• What is expected
Extend the passage about Jepsen's consignment shop by a few paragraphs, picking up right after its final quoted line.

• Exercise passage
◆ ◆ ◆
Eventually, the pair realized the need for a few changes. In 2007, after two years at the Oram Street location, they began searching for a more visible storefront. A renovated 1940s garage apartment, off of Henderson Avenue, was the ideal spot for the store. Complete with a beautiful spiral staircase, the new locale had a casual, yet hip feel. It had just the right charm and space to show off the furniture and art. The vibe is relaxed and easy-going, much like Jepsen herself. Clad in jeans and flip-flops, her blond locks tucked under a chic hat, she always says “hello” as her customers enter the door. But she doesn’t hover.
“We like a laid-back vibe, no pressure in here at all. Art is subjective and if a piece doesn’t speak to you, if you don’t love it and see it in your home, I can’t push it on you,” she said.
Even before moving to the third location, Jepsen noticed a shift in her client’s demands. Along with unique, quality pieces of furniture, they were also purchasing a good deal of the local, original artwork. Local artists quickly began to seek out the consignment shop in the hopes of selling their paintings. As for Jepsen, the former advertising employee found she had a knack for picking out local artists whose work matched her customers’ tastes.
“I was never an art buff and going to art history classes and going to museums every weekend wasn’t really me, so it’s kind of ironic that I fell into something that doesn’t really fit my background,” she said. “But I know what I love and I think I am good at selecting art. You figure out what your clients like, what they want in their homes.”
◆ ◆ ◆
• Information provided
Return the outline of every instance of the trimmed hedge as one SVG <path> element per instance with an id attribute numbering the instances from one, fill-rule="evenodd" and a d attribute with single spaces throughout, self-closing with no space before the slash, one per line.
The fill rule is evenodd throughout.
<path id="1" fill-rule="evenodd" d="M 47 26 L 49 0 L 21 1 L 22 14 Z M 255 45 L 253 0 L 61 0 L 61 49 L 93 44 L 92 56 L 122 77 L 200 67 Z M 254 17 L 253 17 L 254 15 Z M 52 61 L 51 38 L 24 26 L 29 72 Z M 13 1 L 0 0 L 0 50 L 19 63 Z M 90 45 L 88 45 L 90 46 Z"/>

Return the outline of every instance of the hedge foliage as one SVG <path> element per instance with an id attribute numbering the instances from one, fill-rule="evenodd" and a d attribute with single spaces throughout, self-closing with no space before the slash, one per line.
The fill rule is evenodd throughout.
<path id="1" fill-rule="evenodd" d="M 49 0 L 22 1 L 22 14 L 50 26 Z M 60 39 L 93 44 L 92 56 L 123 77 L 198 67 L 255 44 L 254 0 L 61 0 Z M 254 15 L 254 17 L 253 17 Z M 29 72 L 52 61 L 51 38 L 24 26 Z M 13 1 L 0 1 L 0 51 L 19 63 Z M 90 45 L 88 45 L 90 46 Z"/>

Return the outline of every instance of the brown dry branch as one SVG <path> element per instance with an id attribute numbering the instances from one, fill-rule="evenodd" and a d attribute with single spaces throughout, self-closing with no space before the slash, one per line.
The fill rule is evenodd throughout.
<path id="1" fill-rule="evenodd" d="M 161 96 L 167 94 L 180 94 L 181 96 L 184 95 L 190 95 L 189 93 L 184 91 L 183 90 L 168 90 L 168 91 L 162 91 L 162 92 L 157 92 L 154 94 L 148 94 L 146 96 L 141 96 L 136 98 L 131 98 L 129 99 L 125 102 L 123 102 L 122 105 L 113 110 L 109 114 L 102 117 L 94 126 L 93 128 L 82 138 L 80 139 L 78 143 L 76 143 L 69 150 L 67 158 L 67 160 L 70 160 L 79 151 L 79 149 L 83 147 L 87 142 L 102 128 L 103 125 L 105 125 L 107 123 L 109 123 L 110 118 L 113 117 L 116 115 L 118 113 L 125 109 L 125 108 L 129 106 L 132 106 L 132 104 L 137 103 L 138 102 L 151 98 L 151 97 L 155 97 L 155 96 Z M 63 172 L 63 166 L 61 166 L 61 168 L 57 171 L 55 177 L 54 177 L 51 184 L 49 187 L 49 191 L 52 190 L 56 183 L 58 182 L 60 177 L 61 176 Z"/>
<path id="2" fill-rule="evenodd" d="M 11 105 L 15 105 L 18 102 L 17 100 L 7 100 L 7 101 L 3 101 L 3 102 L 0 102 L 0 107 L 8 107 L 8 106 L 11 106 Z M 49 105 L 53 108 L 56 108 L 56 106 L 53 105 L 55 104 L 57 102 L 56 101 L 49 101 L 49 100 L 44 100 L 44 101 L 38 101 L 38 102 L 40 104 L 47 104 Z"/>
◆ ◆ ◆
• Task answer
The store has become a launching pad for several artists, which Jepsen says makes her truly happy. “That’s a lot of fun. That’s our goal, to get you some exposure, get you a starting point and then have you grow beyond to make it into a gallery,” she said.
Jepsen’s passion for finding new art and her warm, bubbly personality are infectious. It’s easy to see why new artists feel comfortable approaching her and asking about getting their pieces in the shop. But that’s also what makes it so tough when she has to turn them away. Thanks to word-of-mouth, the store is currently working with about 15 different artists. Jepsen’s normally sparkly brown eyes seem to dim a bit as she reveals that the shop isn’t adding more artists at this time. She hates to turn them away, but always manages to give them a lead to another store or a gallery. Jepsen wants them to have hope and know that they can succeed. Her story is an inspiration in itself.
“I never would have expected this. If you had asked me 10 years ago, I’d have said ‘Own a store? Yea right,'" she laughed.
She’s more outgoing now, she noted, and happier too. Though she’s been out of corporate grind for years, she still remembers how much she dreaded the work week.
“A lot of days, when you’re working for the man, so to speak, you wake up in the morning and you think, ‘I just want to hit snooze, I don’t want to go today.’ I never, ever, ever, get that feeling now and I had it all the time in advertising. I couldn’t wait for Friday. Now I want the weekend to get here because I work Saturdays and Sundays and those are my busiest sales days. I’m excited when the weekend gets here for a completely different reason than anybody else.”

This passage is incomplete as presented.